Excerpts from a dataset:
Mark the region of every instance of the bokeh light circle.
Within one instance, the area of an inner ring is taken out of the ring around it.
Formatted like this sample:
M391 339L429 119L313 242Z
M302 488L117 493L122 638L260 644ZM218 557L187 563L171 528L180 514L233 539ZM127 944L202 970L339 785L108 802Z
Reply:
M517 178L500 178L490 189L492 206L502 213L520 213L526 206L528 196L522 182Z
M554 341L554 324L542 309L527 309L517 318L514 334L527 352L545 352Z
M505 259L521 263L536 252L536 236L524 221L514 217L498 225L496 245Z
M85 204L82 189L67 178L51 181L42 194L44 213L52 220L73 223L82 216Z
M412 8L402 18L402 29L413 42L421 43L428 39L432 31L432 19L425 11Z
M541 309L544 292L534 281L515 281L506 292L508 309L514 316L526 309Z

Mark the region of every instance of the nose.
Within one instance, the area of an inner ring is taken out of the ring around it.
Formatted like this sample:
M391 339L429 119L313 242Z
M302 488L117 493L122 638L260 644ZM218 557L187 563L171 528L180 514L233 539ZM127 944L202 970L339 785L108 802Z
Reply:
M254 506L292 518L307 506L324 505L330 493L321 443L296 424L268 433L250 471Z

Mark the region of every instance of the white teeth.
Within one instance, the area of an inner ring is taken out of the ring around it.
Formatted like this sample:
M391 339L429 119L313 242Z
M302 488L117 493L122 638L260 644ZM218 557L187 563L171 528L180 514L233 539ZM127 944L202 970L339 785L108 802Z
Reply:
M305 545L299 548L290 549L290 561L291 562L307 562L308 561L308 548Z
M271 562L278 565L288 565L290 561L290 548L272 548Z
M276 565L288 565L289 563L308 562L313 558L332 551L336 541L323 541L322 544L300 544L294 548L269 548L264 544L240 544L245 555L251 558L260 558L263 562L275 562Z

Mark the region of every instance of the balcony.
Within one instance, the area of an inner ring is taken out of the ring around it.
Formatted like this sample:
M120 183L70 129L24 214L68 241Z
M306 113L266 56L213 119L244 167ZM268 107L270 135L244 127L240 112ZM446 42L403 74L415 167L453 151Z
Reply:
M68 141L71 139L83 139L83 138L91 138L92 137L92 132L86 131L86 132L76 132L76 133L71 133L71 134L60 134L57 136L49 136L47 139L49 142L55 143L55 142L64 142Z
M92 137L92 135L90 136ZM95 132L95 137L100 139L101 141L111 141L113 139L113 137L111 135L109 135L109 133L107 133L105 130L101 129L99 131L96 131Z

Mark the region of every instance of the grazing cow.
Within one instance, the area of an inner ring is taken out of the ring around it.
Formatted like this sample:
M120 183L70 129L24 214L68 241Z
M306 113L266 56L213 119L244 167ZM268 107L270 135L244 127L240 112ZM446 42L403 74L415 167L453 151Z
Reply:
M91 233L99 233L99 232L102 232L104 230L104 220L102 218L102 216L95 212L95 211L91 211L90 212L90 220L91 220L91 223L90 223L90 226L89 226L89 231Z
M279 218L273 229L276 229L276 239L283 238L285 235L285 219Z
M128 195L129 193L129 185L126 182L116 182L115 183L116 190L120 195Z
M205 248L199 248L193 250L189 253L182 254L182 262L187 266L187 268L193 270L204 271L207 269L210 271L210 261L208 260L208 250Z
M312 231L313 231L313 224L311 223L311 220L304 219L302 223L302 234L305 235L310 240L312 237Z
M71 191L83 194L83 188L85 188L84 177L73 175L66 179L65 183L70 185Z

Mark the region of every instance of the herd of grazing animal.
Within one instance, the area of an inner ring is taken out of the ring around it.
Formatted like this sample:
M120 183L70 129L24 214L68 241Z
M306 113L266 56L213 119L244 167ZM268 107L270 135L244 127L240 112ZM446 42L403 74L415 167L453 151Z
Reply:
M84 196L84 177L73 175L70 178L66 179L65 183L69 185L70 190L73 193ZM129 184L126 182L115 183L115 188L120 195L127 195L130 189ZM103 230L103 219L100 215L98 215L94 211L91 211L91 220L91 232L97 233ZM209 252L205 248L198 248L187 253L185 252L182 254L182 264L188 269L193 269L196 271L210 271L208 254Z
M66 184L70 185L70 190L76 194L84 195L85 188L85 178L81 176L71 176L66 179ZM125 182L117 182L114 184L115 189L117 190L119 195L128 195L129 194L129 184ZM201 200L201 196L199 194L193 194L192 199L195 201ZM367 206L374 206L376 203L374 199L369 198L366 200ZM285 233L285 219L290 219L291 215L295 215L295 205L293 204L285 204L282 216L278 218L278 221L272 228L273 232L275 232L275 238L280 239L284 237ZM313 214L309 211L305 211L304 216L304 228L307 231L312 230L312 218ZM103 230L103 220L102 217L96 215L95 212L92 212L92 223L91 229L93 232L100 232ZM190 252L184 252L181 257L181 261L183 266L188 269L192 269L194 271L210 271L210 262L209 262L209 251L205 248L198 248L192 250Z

Your task:
List the lines of the records where "every" occurs.

Answer to the problem:
Mark the region of every instance of the bokeh light circle.
Mark the region of every instance of the nose.
Mark the region of every instance of the white teeth.
Mark the region of every instance of the balcony.
Mark the region of every instance of the grazing cow.
Mark the region of every instance of the herd of grazing animal.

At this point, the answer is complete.